**Problem description**
Return every line of the records below that contains the word "building", copying each one in full.

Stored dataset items
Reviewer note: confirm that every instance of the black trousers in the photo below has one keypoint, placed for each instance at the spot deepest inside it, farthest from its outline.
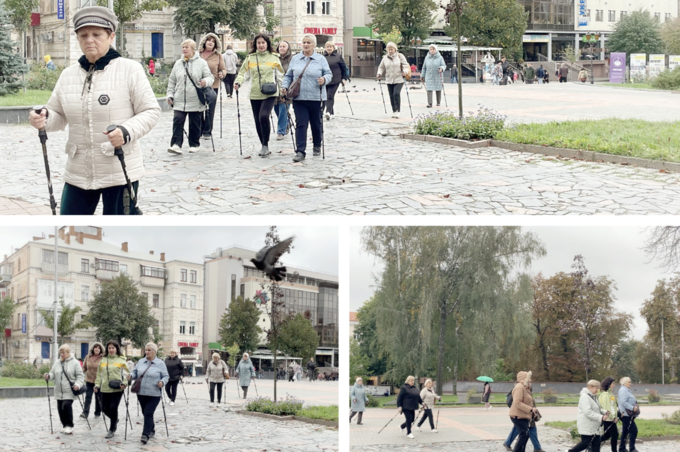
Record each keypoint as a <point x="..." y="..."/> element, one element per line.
<point x="88" y="401"/>
<point x="629" y="430"/>
<point x="110" y="402"/>
<point x="330" y="95"/>
<point x="395" y="95"/>
<point x="117" y="201"/>
<point x="195" y="125"/>
<point x="148" y="404"/>
<point x="171" y="390"/>
<point x="65" y="410"/>
<point x="410" y="416"/>
<point x="307" y="113"/>
<point x="214" y="385"/>
<point x="523" y="429"/>
<point x="587" y="440"/>
<point x="262" y="109"/>
<point x="427" y="415"/>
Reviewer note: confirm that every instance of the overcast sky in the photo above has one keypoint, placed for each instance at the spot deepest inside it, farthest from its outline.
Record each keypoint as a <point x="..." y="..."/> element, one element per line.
<point x="316" y="248"/>
<point x="611" y="251"/>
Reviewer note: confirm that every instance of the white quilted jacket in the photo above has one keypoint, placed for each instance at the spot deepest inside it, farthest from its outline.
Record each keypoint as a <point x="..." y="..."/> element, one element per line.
<point x="119" y="94"/>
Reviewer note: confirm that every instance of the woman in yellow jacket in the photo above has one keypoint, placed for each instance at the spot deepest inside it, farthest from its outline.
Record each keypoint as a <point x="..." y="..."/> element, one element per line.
<point x="111" y="381"/>
<point x="263" y="67"/>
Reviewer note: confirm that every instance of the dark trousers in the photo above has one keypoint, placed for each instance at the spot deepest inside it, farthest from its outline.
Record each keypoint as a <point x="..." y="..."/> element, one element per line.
<point x="611" y="432"/>
<point x="587" y="440"/>
<point x="330" y="95"/>
<point x="210" y="114"/>
<point x="110" y="402"/>
<point x="395" y="95"/>
<point x="629" y="429"/>
<point x="410" y="416"/>
<point x="148" y="404"/>
<point x="262" y="109"/>
<point x="195" y="125"/>
<point x="65" y="410"/>
<point x="88" y="401"/>
<point x="171" y="390"/>
<point x="523" y="429"/>
<point x="117" y="201"/>
<point x="307" y="113"/>
<point x="214" y="385"/>
<point x="427" y="415"/>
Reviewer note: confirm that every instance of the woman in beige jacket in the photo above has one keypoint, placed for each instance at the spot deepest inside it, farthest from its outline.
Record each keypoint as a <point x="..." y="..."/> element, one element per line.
<point x="102" y="89"/>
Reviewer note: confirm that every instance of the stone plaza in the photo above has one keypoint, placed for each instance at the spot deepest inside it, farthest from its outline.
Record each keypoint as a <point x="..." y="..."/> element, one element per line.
<point x="369" y="170"/>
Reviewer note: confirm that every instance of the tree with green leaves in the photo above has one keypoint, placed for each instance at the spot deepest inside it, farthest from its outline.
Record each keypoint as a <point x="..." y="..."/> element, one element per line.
<point x="239" y="325"/>
<point x="120" y="312"/>
<point x="413" y="18"/>
<point x="638" y="32"/>
<point x="68" y="321"/>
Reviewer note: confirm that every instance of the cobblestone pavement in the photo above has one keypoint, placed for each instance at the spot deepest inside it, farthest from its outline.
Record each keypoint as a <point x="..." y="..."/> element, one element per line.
<point x="367" y="170"/>
<point x="192" y="427"/>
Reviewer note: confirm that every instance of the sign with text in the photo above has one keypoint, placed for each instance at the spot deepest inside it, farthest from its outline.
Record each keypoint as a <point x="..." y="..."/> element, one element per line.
<point x="617" y="67"/>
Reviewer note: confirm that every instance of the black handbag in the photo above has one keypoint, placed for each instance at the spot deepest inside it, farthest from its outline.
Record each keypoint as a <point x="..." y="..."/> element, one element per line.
<point x="267" y="88"/>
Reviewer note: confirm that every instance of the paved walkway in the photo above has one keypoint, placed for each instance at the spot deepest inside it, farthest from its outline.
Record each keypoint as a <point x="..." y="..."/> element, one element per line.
<point x="369" y="170"/>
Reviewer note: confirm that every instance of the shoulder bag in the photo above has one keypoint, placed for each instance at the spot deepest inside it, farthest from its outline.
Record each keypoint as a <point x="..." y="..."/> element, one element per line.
<point x="294" y="88"/>
<point x="267" y="88"/>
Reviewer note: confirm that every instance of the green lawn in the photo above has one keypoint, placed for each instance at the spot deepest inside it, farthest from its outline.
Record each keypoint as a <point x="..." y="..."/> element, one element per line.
<point x="626" y="137"/>
<point x="647" y="428"/>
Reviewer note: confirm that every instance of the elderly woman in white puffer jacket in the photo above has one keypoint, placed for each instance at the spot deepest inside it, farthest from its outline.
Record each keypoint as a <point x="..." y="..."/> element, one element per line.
<point x="102" y="89"/>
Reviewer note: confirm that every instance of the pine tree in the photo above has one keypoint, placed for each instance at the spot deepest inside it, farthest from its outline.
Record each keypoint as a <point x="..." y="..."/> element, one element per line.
<point x="11" y="64"/>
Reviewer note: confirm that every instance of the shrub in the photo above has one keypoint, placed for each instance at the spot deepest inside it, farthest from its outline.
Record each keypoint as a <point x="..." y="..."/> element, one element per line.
<point x="481" y="126"/>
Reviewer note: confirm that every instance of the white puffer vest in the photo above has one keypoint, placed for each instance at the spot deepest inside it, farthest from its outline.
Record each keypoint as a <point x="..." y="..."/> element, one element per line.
<point x="119" y="94"/>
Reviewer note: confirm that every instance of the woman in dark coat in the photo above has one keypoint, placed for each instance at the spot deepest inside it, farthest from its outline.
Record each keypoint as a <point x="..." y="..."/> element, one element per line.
<point x="407" y="402"/>
<point x="339" y="70"/>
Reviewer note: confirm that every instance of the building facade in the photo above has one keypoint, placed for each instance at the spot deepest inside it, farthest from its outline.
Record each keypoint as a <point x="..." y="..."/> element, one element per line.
<point x="230" y="274"/>
<point x="85" y="262"/>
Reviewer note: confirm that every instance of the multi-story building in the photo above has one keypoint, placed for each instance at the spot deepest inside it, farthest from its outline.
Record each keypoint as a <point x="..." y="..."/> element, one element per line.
<point x="85" y="262"/>
<point x="229" y="274"/>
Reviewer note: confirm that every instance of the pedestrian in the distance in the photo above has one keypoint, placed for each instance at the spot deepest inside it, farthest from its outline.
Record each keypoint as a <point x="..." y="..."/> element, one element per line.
<point x="590" y="418"/>
<point x="153" y="375"/>
<point x="431" y="73"/>
<point x="175" y="368"/>
<point x="408" y="401"/>
<point x="429" y="398"/>
<point x="394" y="68"/>
<point x="66" y="368"/>
<point x="245" y="373"/>
<point x="359" y="400"/>
<point x="111" y="383"/>
<point x="90" y="366"/>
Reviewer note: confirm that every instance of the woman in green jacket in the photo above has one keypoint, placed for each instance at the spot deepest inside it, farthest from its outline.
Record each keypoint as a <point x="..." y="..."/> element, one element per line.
<point x="110" y="379"/>
<point x="262" y="66"/>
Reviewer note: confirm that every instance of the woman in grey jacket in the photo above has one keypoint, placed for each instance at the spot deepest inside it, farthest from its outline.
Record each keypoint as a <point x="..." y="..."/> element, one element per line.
<point x="154" y="376"/>
<point x="65" y="369"/>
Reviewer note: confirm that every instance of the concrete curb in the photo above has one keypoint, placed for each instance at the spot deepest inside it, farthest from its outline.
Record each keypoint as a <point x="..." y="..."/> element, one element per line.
<point x="576" y="154"/>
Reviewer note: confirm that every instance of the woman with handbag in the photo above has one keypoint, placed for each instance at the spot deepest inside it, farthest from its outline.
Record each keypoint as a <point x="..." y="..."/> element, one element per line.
<point x="68" y="380"/>
<point x="305" y="83"/>
<point x="189" y="76"/>
<point x="150" y="375"/>
<point x="110" y="382"/>
<point x="263" y="67"/>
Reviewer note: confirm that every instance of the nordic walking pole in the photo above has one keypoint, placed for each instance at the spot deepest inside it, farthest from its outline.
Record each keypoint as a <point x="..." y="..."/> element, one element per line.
<point x="42" y="134"/>
<point x="383" y="96"/>
<point x="49" y="404"/>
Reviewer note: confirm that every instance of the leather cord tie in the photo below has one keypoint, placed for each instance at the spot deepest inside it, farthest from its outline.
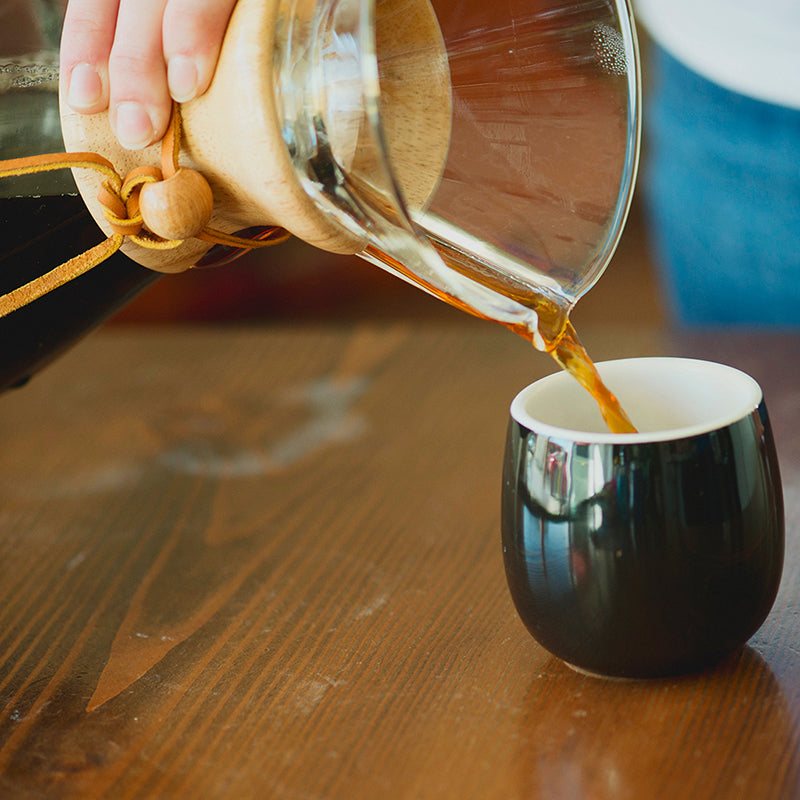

**Solution to the problem**
Reviewer note: confirm that every instance of the building facade in the photo above has one keypoint, placed for each instance at the spot deepest inside it, farthest from its outline.
Reviewer note: confirm that every instance of the multi-story building in the photo above has one keypoint, placed for each instance at the spot deepest inside it, farthest from its outline.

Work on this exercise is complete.